## BRIEF:
Return every line in the records that contains the word "dark".

## GIVEN RECORDS:
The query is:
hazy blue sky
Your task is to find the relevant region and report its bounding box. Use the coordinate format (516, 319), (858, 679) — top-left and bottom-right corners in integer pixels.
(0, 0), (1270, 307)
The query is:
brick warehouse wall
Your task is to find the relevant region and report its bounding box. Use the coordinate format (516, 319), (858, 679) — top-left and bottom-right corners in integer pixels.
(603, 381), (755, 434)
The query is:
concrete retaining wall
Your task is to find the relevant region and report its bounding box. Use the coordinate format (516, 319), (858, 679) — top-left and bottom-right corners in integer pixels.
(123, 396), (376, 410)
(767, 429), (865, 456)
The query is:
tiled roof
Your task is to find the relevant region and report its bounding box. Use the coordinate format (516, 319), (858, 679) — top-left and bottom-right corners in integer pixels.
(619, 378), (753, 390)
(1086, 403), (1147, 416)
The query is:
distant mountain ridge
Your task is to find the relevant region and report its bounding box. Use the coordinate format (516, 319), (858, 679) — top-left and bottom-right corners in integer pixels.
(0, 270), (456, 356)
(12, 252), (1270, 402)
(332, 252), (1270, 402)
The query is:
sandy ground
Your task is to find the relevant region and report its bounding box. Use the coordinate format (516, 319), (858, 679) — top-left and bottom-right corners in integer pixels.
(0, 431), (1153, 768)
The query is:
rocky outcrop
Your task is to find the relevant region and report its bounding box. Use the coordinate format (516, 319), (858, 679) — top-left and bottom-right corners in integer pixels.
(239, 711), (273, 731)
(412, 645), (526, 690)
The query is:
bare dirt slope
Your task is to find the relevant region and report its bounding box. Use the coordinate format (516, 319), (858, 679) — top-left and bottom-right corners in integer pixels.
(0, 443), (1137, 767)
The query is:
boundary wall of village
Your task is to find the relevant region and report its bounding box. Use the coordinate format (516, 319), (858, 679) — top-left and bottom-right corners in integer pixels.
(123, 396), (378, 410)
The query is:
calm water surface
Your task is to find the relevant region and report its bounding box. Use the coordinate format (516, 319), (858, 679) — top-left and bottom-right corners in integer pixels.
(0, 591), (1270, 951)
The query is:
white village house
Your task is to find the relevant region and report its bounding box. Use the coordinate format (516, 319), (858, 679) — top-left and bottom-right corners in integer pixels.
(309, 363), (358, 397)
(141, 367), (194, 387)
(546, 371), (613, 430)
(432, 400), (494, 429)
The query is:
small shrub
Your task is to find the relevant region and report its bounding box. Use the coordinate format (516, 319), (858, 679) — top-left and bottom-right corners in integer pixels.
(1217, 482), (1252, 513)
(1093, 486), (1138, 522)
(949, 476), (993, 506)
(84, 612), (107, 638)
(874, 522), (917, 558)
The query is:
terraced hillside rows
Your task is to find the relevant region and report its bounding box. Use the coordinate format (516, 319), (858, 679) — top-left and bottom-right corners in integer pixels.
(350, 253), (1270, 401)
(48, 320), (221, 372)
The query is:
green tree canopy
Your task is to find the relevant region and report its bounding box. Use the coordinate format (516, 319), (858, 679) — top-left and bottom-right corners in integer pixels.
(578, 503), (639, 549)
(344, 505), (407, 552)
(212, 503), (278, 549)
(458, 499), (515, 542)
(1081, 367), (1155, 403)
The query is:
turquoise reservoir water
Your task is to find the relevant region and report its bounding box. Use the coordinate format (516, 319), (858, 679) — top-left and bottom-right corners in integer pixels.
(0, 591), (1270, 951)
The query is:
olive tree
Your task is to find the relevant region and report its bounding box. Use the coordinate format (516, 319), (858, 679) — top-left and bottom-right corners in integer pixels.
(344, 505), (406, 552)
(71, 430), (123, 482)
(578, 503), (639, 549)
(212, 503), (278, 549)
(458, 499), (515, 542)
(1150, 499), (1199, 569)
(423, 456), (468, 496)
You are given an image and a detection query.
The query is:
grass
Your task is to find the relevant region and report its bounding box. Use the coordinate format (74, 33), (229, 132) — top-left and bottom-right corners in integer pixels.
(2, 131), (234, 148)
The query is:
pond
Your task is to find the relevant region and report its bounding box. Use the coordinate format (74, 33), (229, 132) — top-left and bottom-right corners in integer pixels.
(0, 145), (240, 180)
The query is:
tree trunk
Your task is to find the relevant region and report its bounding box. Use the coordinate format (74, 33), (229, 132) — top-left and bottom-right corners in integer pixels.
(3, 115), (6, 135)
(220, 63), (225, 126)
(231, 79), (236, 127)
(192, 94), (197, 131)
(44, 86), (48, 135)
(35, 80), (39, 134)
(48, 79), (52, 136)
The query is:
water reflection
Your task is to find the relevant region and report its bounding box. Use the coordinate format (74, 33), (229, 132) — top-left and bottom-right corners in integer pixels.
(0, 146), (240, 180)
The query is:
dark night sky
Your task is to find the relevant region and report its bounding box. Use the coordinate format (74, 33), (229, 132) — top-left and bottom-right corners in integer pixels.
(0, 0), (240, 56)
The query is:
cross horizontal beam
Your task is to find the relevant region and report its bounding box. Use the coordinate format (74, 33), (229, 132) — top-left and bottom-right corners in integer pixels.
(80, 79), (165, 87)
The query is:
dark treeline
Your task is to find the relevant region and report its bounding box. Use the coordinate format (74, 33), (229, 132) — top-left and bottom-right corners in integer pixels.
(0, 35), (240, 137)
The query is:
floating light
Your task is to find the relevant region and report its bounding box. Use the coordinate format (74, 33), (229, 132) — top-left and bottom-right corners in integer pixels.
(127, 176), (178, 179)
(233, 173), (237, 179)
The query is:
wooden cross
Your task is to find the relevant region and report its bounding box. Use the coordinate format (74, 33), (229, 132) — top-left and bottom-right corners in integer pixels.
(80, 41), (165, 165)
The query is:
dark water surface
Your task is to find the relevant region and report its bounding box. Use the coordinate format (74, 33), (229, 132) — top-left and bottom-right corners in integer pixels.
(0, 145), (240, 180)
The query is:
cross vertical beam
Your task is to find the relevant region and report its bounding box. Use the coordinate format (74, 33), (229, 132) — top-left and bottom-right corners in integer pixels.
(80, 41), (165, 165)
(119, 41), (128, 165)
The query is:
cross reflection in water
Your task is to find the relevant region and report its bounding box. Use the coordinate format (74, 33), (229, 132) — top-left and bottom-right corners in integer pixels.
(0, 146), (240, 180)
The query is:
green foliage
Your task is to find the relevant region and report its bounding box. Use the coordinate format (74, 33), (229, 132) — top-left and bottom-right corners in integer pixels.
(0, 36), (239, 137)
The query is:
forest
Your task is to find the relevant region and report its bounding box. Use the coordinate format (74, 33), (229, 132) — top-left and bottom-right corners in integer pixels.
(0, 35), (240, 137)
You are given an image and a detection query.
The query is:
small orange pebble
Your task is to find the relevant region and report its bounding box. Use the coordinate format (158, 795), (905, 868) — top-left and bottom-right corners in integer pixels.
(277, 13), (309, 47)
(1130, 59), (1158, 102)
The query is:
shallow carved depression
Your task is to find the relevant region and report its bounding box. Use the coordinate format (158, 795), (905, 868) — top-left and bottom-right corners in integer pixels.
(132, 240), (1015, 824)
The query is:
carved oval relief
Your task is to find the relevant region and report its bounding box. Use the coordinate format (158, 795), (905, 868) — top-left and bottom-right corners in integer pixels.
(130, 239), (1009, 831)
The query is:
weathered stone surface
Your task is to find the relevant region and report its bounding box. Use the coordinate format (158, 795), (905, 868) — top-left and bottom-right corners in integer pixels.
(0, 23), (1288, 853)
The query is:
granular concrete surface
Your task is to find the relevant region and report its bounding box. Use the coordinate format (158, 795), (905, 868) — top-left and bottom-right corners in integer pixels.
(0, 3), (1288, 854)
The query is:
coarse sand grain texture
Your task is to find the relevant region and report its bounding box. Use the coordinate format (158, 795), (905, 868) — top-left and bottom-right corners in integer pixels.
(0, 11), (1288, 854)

## THE RESPONSE:
dark night sky
dark treeline
dark water surface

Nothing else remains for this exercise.